(Dataset items)
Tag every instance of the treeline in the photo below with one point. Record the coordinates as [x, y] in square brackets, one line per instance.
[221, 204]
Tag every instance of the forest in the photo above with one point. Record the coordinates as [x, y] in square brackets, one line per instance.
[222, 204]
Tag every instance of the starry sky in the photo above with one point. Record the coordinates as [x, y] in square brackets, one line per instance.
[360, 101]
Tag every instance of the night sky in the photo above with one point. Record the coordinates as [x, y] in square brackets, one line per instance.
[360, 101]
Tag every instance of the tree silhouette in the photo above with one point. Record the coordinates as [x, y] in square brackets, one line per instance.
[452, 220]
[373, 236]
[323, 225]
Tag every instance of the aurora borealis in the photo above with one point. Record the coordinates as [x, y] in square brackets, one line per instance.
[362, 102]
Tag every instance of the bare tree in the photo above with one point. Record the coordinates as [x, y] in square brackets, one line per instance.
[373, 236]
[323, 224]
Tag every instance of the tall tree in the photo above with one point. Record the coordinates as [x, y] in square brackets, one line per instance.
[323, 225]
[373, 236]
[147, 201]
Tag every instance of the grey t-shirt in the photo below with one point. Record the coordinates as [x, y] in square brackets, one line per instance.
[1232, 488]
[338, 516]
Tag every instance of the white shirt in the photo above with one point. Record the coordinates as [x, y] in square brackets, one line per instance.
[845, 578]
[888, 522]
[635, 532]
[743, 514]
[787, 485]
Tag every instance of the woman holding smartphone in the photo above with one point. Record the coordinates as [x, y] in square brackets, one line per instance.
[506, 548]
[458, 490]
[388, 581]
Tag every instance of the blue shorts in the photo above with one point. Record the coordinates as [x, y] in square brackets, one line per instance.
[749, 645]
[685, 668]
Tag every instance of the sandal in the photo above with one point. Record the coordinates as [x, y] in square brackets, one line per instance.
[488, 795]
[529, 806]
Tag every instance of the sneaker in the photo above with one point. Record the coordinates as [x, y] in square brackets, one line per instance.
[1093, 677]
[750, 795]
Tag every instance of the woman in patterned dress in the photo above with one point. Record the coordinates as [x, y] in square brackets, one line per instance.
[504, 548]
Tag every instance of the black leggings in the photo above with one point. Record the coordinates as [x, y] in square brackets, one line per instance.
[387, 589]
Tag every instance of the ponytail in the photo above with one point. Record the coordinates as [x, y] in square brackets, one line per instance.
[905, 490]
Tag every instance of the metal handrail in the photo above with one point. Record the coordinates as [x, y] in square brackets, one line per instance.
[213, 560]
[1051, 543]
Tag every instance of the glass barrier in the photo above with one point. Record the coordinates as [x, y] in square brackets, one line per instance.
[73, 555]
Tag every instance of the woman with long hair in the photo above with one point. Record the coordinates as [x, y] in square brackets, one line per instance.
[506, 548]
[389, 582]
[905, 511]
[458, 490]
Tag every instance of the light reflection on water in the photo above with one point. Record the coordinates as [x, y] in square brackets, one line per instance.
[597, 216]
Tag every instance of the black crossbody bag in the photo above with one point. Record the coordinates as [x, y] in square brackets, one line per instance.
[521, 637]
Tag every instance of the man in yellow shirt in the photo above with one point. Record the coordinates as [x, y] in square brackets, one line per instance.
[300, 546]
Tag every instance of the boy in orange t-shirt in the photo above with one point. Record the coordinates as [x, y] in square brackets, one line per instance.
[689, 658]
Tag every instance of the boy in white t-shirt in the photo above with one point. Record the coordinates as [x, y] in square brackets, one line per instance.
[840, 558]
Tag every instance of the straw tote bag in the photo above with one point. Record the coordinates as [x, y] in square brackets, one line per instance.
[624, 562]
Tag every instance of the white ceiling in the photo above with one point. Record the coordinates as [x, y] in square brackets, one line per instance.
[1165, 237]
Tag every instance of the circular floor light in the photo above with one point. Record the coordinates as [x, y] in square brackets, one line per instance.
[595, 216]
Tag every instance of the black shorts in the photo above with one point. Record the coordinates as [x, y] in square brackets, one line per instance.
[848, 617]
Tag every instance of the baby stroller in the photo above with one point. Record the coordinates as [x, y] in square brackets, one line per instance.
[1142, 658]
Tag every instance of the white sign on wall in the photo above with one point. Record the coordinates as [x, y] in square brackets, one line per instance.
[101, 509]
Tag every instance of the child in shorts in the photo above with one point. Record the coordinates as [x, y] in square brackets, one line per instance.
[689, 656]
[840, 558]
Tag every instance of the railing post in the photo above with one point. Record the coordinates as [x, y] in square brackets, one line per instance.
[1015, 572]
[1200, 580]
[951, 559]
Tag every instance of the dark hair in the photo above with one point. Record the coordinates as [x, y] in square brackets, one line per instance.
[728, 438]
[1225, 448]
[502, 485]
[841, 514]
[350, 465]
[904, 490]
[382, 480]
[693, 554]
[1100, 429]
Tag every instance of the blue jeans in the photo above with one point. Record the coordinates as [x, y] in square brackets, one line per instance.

### EXERCISE DIRECTIONS:
Exactly as they appear above, write out the line containing "Tag every instance of the boy in orange" and each line that comes after it in the records.

### OUTPUT:
Tag every instance of the boy in orange t-shirt in the photo above with one point. Record the coordinates as [x, y] in square brackets, one line per instance.
[689, 658]
Tag every instance of the boy in white t-shirt in the photo above with one point. Record the coordinates as [x, y] in square brackets, one line per instance.
[840, 558]
Tag every instance of the straw tote bag in the photo above with one point. Record the coordinates as [x, y] in square brackets, one line per instance.
[624, 562]
Tag every instance of the white ceiling in the photo above with one point. Record the coordinates as [x, y] in square brackets, one line per instance.
[1165, 237]
Tag every instance of the circular floor light in the photo above with one point. Record the coordinates as [x, y] in square brackets, one line per instance.
[595, 216]
Tag every instance of the black shorts in the photo above with one point. Record the coordinates as [x, y] in square brackets, one line per instance.
[848, 617]
Tag every instance of the baby stroller in the photo above with one point. Record the coordinates as [x, y] in square brackets, one line per instance.
[1142, 658]
Tag every instance of the white sign on wall in the photo above with one point. Record the coordinates as [x, y] in square brackets, one line per instance.
[101, 509]
Tag every instance of the child in shorts in the photo above with one point. Record the coordinates as [x, y] in square brackets, one line per instance.
[689, 656]
[840, 558]
Tag every instance of the railing post in the photo above with one point. Record the coordinates as [x, y] in square brackets, one line per instance.
[1015, 572]
[1200, 580]
[951, 559]
Tag every instance of the dark hair in the photo above with one point. Record the coordinates as [x, y] in square brackets, one line per instance.
[728, 438]
[1225, 448]
[502, 485]
[841, 514]
[350, 465]
[904, 490]
[382, 480]
[693, 554]
[1100, 429]
Tag every instance of the blue jeans in the photo above with one point. Record the coordinates as [x, y] in square brackets, one line per instance.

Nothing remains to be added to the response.